Work item
The listing below must be repeated word for word, with its images excluded.

Supplied data
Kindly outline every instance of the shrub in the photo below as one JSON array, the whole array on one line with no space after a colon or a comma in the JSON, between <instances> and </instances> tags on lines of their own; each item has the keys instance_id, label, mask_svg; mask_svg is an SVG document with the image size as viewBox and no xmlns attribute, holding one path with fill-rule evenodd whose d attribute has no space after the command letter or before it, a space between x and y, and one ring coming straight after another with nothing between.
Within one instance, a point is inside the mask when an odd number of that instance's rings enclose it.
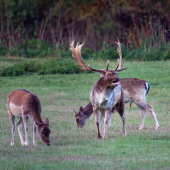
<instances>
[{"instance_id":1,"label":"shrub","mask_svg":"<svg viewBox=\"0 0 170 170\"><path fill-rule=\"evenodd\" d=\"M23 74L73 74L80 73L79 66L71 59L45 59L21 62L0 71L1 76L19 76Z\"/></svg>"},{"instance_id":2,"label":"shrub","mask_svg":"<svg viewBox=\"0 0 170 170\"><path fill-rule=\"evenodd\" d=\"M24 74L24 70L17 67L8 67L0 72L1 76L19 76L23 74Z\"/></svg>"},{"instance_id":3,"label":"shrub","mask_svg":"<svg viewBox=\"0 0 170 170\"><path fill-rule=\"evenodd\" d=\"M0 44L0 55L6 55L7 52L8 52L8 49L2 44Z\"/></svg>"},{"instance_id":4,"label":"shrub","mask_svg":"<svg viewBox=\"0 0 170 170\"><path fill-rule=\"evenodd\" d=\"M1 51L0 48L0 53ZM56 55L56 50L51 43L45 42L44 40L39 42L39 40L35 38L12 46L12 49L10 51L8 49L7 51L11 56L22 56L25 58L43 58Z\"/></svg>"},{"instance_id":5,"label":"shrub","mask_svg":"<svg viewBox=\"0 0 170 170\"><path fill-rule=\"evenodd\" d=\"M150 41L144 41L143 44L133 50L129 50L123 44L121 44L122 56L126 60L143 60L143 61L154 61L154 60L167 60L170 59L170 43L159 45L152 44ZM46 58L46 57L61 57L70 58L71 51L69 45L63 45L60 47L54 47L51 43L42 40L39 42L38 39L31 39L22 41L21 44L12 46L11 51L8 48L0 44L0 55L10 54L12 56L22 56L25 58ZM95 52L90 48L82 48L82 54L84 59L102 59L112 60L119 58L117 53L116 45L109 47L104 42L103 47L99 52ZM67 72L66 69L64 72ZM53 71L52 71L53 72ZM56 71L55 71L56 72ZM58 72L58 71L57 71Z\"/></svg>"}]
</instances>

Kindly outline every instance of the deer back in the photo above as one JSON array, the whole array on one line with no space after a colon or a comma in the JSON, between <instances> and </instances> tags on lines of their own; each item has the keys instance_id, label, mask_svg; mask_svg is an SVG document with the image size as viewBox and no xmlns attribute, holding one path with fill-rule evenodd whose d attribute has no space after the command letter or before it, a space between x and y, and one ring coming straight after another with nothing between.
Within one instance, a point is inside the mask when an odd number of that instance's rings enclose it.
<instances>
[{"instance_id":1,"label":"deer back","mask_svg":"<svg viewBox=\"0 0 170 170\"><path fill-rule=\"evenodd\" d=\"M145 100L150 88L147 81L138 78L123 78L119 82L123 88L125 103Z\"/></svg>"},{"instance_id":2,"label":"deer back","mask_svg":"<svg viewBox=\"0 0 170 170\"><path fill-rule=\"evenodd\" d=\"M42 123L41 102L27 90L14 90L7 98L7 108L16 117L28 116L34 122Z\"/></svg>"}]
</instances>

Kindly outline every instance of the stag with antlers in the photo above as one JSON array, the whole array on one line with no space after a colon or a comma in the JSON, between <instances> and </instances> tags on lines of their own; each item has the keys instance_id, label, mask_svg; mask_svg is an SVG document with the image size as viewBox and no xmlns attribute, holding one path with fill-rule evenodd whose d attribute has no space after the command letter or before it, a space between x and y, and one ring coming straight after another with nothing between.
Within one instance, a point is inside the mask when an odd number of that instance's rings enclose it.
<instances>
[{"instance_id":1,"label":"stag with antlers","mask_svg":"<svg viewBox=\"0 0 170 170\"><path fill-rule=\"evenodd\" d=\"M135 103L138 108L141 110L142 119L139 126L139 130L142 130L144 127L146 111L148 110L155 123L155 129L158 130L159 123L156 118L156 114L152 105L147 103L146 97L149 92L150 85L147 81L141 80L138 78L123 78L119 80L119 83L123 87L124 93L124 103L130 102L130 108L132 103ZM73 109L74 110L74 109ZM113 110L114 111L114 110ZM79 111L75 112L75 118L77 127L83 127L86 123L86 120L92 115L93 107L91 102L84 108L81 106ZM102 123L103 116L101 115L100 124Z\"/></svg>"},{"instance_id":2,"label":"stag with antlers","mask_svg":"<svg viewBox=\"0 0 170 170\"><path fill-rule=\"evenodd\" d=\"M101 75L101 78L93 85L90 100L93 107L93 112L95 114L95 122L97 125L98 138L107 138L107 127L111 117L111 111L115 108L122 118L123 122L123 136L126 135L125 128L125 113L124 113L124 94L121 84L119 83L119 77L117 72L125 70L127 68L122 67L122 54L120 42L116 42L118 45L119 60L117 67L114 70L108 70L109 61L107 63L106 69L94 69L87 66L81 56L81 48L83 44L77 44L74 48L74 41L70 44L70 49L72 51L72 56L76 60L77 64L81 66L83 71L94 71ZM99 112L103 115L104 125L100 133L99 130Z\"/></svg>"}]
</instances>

Reply to the exercise
Kindly outline every instance of the shrub in the photo below as one JSON array, the whole array on one line with no space after a colon or a comma in the JSON, between <instances> and </instances> tags on lines of their own; each item has the keys instance_id, label, mask_svg; mask_svg is an SVG document with the image size as viewBox and no xmlns attribute, holding one path with fill-rule evenodd whose d attribute has no space after the command letter or before it, a space between x and y, and one ring coming straight after another with nothing between.
Within one instance, a point is inside the mask when an odd number of that instance's rings enclose it.
<instances>
[{"instance_id":1,"label":"shrub","mask_svg":"<svg viewBox=\"0 0 170 170\"><path fill-rule=\"evenodd\" d=\"M23 74L73 74L80 73L79 66L71 59L45 59L21 62L0 71L1 76L19 76Z\"/></svg>"},{"instance_id":2,"label":"shrub","mask_svg":"<svg viewBox=\"0 0 170 170\"><path fill-rule=\"evenodd\" d=\"M24 74L24 70L17 67L8 67L0 72L1 76L19 76L23 74Z\"/></svg>"},{"instance_id":3,"label":"shrub","mask_svg":"<svg viewBox=\"0 0 170 170\"><path fill-rule=\"evenodd\" d=\"M0 44L0 55L6 55L7 52L8 52L8 49L2 44Z\"/></svg>"},{"instance_id":4,"label":"shrub","mask_svg":"<svg viewBox=\"0 0 170 170\"><path fill-rule=\"evenodd\" d=\"M1 51L0 48L0 53ZM56 55L56 50L51 43L45 42L44 40L39 42L39 40L35 38L12 46L12 49L10 51L8 49L7 51L11 56L22 56L25 58L43 58Z\"/></svg>"},{"instance_id":5,"label":"shrub","mask_svg":"<svg viewBox=\"0 0 170 170\"><path fill-rule=\"evenodd\" d=\"M150 41L144 41L143 44L133 50L129 50L123 44L121 44L122 56L126 60L143 60L143 61L154 61L154 60L167 60L170 59L170 43L159 45L152 44ZM46 58L46 57L61 57L70 58L71 51L69 45L63 45L60 47L54 47L51 43L42 40L39 42L38 39L31 39L22 41L21 44L12 46L11 51L8 48L0 44L0 55L10 54L12 56L22 56L25 58ZM95 52L90 48L82 48L82 54L84 59L102 59L112 60L119 58L117 53L116 45L109 47L104 42L103 47L99 52ZM67 72L66 69L64 72ZM53 71L52 71L53 72ZM56 71L55 71L56 72ZM58 72L58 71L57 71Z\"/></svg>"}]
</instances>

Kindly outline every instance of the deer back in the photo above as one JSON array, the whole array on one line with no space after a colon or a comma in the JSON, between <instances> and </instances> tags on lines of their own; each item has the keys instance_id, label, mask_svg; mask_svg is an SVG document with the image size as viewBox and no xmlns attribute, holding one path with fill-rule evenodd whose d attribute has no space after the command letter or before it, a space between x and y, and one ring coming straight after another with nothing between.
Within one instance, a point is inside the mask when an odd number of that instance's rings enclose it.
<instances>
[{"instance_id":1,"label":"deer back","mask_svg":"<svg viewBox=\"0 0 170 170\"><path fill-rule=\"evenodd\" d=\"M145 100L150 88L147 81L138 78L123 78L119 82L123 88L125 103Z\"/></svg>"},{"instance_id":2,"label":"deer back","mask_svg":"<svg viewBox=\"0 0 170 170\"><path fill-rule=\"evenodd\" d=\"M42 123L41 102L27 90L14 90L7 98L7 108L16 117L28 116L34 122Z\"/></svg>"}]
</instances>

Kindly outline every instance of the stag with antlers in the photo above as one JSON array, the whole array on one line with no space after a colon or a comma in the JSON, between <instances> and </instances> tags on lines of their own; each item has the keys instance_id, label, mask_svg; mask_svg is an SVG document with the image size as viewBox and no xmlns attribute, holding one path with fill-rule evenodd whose d attribute has no space after the command letter or before it, a space between x and y, and one ring coming straight after another with nothing between.
Within one instance, a point is inside the mask when an odd number of that instance's rings enclose it.
<instances>
[{"instance_id":1,"label":"stag with antlers","mask_svg":"<svg viewBox=\"0 0 170 170\"><path fill-rule=\"evenodd\" d=\"M135 103L138 108L141 110L142 119L139 126L139 130L142 130L144 127L146 111L148 110L155 123L155 129L158 130L159 123L156 118L156 114L152 105L147 103L146 97L149 92L150 85L147 81L141 80L138 78L123 78L119 80L119 83L123 87L124 93L124 103L130 102L130 108L132 103ZM73 109L74 110L74 109ZM113 110L114 111L114 110ZM79 111L75 112L75 118L77 127L83 127L86 123L86 120L92 115L93 107L91 102L84 108L81 106ZM102 123L103 116L101 115L100 124Z\"/></svg>"},{"instance_id":2,"label":"stag with antlers","mask_svg":"<svg viewBox=\"0 0 170 170\"><path fill-rule=\"evenodd\" d=\"M101 75L101 78L93 85L90 100L93 107L93 112L95 114L95 122L97 125L98 138L107 138L107 127L111 117L111 111L115 108L122 118L123 122L123 136L126 135L125 128L125 113L124 113L124 94L121 84L119 83L119 77L117 72L125 70L127 68L122 67L122 54L120 42L116 42L118 45L119 60L117 67L114 70L108 70L109 61L107 63L106 69L94 69L87 66L81 56L81 48L83 44L77 44L74 48L74 41L70 44L70 49L72 51L72 56L76 60L77 64L81 66L83 71L94 71ZM99 112L103 115L104 125L100 133L99 130Z\"/></svg>"}]
</instances>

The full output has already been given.